- THE PROBLEM:
Reproduce the following lines word for word.

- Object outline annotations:
Begin

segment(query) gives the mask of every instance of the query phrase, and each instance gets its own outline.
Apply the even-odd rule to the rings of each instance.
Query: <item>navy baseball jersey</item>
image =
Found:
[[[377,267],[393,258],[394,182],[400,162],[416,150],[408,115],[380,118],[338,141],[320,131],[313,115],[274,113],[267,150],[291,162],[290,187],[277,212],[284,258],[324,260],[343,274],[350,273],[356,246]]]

End

- REPLY:
segment(query) gives the mask of every instance of the query phrase, and each instance gets its own outline.
Apply the even-odd rule to the rings of each instance.
Query: <item>navy baseball jersey</item>
image =
Found:
[[[377,267],[393,258],[394,182],[400,162],[416,150],[408,115],[380,118],[338,141],[320,131],[313,115],[274,113],[267,150],[291,162],[290,187],[277,212],[284,258],[324,260],[343,274],[350,273],[356,246]]]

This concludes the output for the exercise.